### EXERCISE GOAL
Could you give all the records below again with every "Objective" replaced by "Goal", leaving everything else unchanged and leaving out the pictures?

### GIVEN DATA
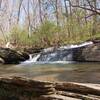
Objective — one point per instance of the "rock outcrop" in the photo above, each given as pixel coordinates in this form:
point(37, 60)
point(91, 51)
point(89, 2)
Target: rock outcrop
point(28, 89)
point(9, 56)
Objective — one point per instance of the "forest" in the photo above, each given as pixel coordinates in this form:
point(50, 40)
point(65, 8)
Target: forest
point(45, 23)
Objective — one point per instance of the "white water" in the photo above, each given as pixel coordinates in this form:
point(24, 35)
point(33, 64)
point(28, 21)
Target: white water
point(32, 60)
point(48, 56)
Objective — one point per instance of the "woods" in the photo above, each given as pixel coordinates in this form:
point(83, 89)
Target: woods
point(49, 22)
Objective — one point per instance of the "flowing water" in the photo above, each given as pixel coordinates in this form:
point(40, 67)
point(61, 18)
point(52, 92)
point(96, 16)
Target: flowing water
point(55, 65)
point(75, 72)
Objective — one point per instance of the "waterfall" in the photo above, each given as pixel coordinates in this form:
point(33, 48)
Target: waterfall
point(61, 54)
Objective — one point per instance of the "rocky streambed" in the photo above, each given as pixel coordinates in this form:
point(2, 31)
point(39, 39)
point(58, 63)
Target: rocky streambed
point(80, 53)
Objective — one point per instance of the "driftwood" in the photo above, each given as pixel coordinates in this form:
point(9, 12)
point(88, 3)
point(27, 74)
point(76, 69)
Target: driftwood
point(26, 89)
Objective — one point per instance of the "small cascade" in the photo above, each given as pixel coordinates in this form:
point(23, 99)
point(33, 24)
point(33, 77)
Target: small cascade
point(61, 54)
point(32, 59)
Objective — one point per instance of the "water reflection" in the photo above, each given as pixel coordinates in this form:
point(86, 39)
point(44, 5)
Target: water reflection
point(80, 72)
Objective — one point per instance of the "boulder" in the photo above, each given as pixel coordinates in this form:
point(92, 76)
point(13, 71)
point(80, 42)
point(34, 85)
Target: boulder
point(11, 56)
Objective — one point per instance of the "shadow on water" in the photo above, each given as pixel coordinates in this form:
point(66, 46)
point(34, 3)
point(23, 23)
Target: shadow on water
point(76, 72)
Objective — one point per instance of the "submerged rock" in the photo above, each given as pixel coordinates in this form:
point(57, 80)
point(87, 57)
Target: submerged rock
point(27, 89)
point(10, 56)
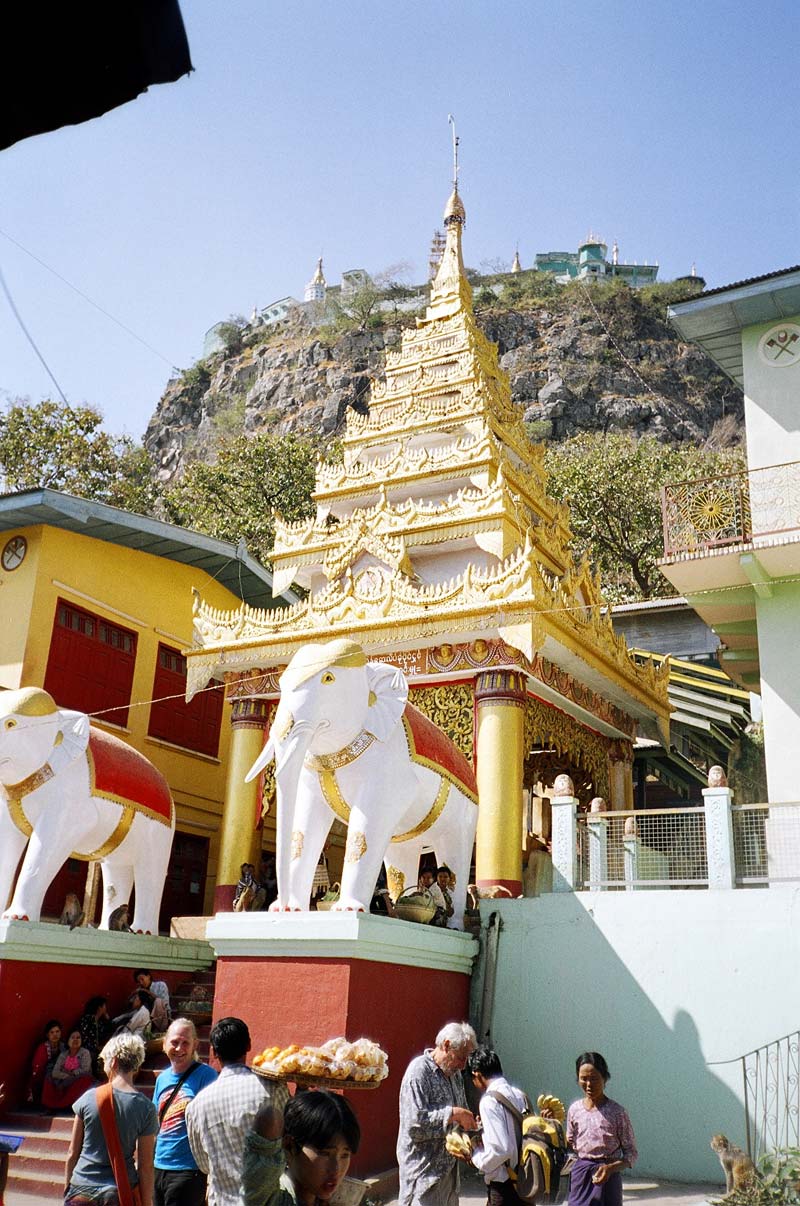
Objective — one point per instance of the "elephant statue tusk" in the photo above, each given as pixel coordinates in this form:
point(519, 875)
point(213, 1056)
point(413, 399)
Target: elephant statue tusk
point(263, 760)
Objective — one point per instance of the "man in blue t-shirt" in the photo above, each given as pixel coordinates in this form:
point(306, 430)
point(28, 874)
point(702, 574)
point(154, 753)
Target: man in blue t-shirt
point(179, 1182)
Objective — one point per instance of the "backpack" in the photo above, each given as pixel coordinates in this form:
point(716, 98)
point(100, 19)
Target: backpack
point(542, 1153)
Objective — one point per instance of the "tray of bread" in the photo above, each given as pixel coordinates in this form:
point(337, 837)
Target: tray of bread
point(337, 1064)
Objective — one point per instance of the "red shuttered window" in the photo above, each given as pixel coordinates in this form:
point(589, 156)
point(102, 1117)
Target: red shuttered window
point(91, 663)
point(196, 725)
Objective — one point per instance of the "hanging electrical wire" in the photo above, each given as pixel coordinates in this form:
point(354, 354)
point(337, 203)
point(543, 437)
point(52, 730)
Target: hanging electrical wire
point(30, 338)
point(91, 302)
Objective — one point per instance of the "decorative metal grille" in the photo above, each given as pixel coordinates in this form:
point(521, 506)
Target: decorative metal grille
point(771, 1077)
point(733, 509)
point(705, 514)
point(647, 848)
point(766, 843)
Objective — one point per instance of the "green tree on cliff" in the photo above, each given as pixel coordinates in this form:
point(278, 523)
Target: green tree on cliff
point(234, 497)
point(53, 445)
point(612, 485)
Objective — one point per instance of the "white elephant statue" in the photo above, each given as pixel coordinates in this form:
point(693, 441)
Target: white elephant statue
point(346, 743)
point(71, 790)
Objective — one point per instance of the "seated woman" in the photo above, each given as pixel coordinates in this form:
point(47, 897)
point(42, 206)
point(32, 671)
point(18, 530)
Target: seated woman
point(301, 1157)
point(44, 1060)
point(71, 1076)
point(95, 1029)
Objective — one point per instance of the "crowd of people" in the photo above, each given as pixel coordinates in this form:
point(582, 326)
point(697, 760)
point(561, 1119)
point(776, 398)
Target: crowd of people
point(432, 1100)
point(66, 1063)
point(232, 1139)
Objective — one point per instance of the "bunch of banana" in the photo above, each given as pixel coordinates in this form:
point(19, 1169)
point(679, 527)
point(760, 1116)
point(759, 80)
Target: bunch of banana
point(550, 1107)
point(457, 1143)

### EXERCISE SOLUTION
Goal — one point per instance of the "rock outcrop" in the photo above, each given as pixel coordinates in this form:
point(37, 60)
point(91, 51)
point(89, 2)
Target: rock outcrop
point(28, 89)
point(9, 56)
Goal — one point per instance of the "forest" in the photo above, each given as pixel coordinates in this form:
point(50, 40)
point(65, 8)
Target: forest
point(45, 23)
Goal — one point per instance of the "white water" in the photo above, each given as pixel coordinates in this form:
point(24, 35)
point(33, 64)
point(28, 21)
Target: white water
point(32, 60)
point(48, 56)
Goal — one point per instance of the "woods" in the photo above, each given as pixel coordinates in this form:
point(83, 89)
Target: woods
point(49, 22)
Goal — one point per instance of the "flowing water" in the photo above, each given as pixel coordinates in this form:
point(40, 67)
point(61, 18)
point(52, 92)
point(96, 16)
Target: flowing water
point(55, 65)
point(75, 72)
Goal — one point per instance of the "waterfall" in the photo above, each given as pixel coordinates in this form:
point(33, 48)
Target: waterfall
point(61, 54)
Goal — one point per instance of the "rocky streambed" in the photo above, each given as pixel coordinates in this form:
point(2, 31)
point(39, 39)
point(58, 63)
Target: rocky streambed
point(80, 53)
Goal — one point per instance of the "driftwood" in the photo above, each given as pixel coordinates in this form:
point(9, 12)
point(88, 3)
point(27, 74)
point(76, 69)
Target: driftwood
point(26, 89)
Goal — one point per instance of the "small cascade" in the photo above, each given as pixel coordinates in this form:
point(23, 99)
point(33, 24)
point(33, 77)
Target: small cascade
point(61, 54)
point(32, 59)
Goal — one point per instance of the "water reflection" in the photo above, each given as pixel coordinates in this form:
point(86, 39)
point(44, 5)
Target: water reflection
point(80, 72)
Goal — one point per instance of the "boulder" in the photo above, each given as pixel coordinates in this form:
point(92, 76)
point(13, 71)
point(80, 42)
point(34, 85)
Target: boulder
point(11, 56)
Goal — one point per instance of the "shadow on water" in the photo above, each given as pixel coordinates in this form:
point(66, 46)
point(34, 3)
point(23, 23)
Target: shadow on water
point(76, 72)
Goal — one point per instance of the "submerged rock" in the photo above, each given as pixel coordinates in this form:
point(57, 80)
point(87, 57)
Target: submerged rock
point(27, 89)
point(10, 56)
Goal — one point per instance of the "elephant statue tusk" in the photo above, each given as pixel coordinates in this form:
point(519, 875)
point(213, 1056)
point(413, 399)
Target: elephant statue tusk
point(263, 760)
Goal — one point per instance of the "man in blue t-shirt" in the photo above, each given as pixel coordinates in this form:
point(306, 430)
point(28, 874)
point(702, 574)
point(154, 753)
Target: man in blue t-shirt
point(179, 1182)
Goal — one point per instance of the "backpack" in the photo above, each given as pixel coordinates in this form:
point(716, 98)
point(100, 19)
Target: backpack
point(542, 1153)
Goal — one point per instance of the "tray of bread" in the photo above, each given as pixel coordinates in this form:
point(337, 837)
Target: tray of bread
point(337, 1064)
Goal — one point per instance of the "red shuttered window" in the photo above, each given as pixel coordinates in this form:
point(589, 156)
point(102, 1117)
Target: red shuttered window
point(91, 663)
point(196, 725)
Goal — one point per instance of the "hanging electrical wire" in the photo above, each given as pixel coordinates in this form:
point(354, 354)
point(337, 203)
point(543, 437)
point(52, 730)
Target: hanging electrical wire
point(30, 338)
point(91, 302)
Goal — one point per instance of the "decorative metal grille" in the photo above, each given as pixel coordinates in this form:
point(521, 506)
Target: decorative metal grille
point(771, 1077)
point(733, 509)
point(705, 514)
point(647, 848)
point(766, 843)
Goal — one point per instance of the "green tree on cliff" in the photo above, each given as pixel coordinates in this form:
point(278, 523)
Target: green tree on cliff
point(234, 497)
point(53, 445)
point(612, 485)
Goal — one point per instance of the "white elephant statue" in the photo above, each given as pixel coordinates in this form:
point(693, 441)
Target: white elephant statue
point(346, 743)
point(71, 790)
Goal — one point per instance of the "seated woman" in the photo above, each given as pixel coordinates in this form:
point(47, 897)
point(42, 206)
point(32, 671)
point(18, 530)
Target: seated woman
point(301, 1157)
point(44, 1060)
point(71, 1076)
point(95, 1029)
Goal — one point per instance of the "crowd of people" in the photo above, each given as pixel coordinates in this form:
point(582, 326)
point(697, 760)
point(561, 1119)
point(776, 398)
Target: crowd of people
point(432, 1100)
point(66, 1063)
point(232, 1139)
Goal — one point per instance of the "bunch of banana" in the photo above, each given as pixel coordinates in this form:
point(19, 1169)
point(679, 527)
point(760, 1116)
point(759, 80)
Target: bunch of banana
point(550, 1107)
point(457, 1143)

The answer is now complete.